##### RECORDED INFORMATION #####
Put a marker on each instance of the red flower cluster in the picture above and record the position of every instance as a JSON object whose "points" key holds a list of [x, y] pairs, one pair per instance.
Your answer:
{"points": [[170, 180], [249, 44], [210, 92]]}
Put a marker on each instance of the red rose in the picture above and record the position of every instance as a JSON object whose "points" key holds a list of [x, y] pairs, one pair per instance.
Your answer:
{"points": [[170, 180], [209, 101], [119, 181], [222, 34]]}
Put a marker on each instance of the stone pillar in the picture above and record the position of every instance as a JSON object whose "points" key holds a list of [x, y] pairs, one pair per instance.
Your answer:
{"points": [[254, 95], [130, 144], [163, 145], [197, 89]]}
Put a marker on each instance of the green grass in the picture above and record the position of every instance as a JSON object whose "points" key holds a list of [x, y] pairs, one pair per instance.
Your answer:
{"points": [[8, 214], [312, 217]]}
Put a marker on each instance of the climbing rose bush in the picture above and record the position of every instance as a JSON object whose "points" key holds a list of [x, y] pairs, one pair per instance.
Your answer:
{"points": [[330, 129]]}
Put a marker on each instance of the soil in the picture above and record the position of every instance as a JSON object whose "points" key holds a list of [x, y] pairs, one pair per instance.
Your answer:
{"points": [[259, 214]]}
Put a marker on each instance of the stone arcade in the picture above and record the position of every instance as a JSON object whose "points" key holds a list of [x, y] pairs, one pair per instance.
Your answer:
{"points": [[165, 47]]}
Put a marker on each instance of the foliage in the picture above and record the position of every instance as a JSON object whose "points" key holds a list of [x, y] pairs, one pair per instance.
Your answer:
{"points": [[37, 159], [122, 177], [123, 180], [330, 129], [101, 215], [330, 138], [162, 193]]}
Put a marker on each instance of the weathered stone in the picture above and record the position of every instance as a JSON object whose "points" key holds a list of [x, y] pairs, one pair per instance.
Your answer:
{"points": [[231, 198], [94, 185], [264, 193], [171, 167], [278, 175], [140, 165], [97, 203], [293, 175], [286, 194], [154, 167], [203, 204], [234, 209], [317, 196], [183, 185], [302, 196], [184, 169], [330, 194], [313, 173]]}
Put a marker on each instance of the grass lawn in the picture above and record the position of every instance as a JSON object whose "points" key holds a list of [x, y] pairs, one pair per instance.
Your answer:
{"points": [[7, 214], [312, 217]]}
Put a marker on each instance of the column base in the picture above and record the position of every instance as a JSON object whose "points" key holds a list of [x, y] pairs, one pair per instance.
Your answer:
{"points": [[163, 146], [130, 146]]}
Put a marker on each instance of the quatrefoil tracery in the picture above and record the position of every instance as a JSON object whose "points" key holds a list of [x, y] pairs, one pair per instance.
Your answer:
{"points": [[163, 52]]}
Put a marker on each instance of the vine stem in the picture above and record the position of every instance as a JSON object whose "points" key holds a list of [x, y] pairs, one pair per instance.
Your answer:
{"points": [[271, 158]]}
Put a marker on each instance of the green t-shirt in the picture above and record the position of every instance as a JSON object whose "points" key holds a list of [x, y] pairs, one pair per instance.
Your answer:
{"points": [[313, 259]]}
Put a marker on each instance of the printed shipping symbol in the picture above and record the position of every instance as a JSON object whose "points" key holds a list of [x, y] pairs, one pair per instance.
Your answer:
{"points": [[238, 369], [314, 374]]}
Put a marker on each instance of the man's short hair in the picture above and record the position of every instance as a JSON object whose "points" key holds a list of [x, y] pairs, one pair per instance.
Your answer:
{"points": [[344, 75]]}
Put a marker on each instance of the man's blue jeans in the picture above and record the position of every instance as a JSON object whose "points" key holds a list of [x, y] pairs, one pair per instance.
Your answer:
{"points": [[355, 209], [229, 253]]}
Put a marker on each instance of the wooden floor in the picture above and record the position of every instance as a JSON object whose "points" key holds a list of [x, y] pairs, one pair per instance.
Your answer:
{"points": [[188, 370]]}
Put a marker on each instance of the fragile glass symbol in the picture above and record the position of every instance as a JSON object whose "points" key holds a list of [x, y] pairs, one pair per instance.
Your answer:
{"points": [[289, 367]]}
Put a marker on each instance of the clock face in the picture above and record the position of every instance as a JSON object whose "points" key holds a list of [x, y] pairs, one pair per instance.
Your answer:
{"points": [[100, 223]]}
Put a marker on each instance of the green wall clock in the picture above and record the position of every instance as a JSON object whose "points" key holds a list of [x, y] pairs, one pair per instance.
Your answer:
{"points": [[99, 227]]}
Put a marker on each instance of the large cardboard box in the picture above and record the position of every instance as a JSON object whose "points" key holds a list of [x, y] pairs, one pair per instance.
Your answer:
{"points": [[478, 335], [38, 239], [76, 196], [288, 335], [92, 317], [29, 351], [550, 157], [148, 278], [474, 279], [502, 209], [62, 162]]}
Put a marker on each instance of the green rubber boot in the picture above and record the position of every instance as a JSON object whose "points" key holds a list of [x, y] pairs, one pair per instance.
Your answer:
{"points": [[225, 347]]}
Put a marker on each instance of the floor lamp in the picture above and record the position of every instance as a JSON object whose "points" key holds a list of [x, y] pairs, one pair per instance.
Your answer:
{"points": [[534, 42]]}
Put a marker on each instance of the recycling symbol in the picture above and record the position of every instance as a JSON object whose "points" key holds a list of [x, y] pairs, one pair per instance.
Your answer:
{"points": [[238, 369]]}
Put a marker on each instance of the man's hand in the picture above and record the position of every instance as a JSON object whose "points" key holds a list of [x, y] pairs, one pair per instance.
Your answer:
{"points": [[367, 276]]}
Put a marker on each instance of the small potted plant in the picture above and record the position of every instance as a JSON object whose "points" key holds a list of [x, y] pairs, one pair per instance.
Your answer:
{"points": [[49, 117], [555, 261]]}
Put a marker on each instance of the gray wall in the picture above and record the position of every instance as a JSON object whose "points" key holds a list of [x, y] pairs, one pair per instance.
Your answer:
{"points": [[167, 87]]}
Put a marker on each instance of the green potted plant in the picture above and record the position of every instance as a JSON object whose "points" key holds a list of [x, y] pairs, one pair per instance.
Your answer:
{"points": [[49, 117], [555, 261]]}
#####
##### RECORDED INFORMATION #####
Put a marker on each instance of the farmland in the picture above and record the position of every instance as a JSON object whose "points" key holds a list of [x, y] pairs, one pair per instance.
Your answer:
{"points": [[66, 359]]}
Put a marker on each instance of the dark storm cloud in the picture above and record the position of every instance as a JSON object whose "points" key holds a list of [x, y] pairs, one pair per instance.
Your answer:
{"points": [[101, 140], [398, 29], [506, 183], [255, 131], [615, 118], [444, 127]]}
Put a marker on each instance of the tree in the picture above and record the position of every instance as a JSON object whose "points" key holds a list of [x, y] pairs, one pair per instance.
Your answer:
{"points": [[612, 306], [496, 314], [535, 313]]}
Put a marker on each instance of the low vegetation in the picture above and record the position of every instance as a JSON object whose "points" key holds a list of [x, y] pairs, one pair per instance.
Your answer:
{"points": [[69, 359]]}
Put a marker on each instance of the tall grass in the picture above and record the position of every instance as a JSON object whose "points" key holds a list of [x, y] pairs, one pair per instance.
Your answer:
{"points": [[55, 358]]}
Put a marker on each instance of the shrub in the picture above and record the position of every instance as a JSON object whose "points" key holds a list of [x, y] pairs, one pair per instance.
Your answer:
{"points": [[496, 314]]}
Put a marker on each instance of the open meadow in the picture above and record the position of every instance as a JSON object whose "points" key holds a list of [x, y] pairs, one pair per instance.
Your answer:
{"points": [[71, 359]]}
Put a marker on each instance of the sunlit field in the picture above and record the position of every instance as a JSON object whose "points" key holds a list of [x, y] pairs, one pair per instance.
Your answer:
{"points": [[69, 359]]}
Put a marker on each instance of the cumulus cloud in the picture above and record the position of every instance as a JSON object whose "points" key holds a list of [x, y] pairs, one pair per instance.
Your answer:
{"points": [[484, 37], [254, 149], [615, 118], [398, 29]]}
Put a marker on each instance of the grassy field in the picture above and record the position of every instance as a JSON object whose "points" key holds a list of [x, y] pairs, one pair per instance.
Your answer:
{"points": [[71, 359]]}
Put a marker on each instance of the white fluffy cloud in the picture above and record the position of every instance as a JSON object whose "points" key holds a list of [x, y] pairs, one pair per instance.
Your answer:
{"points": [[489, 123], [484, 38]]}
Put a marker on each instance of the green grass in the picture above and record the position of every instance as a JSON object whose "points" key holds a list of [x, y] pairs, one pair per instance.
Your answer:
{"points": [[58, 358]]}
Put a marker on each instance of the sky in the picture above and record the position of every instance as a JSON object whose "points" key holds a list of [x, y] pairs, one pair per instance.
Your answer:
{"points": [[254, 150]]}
#####
→ **WHAT YOU SHOULD DO**: Count the lines of the records that contain the word "stone". Give only the number.

→ **EXERCISE OUTPUT**: 3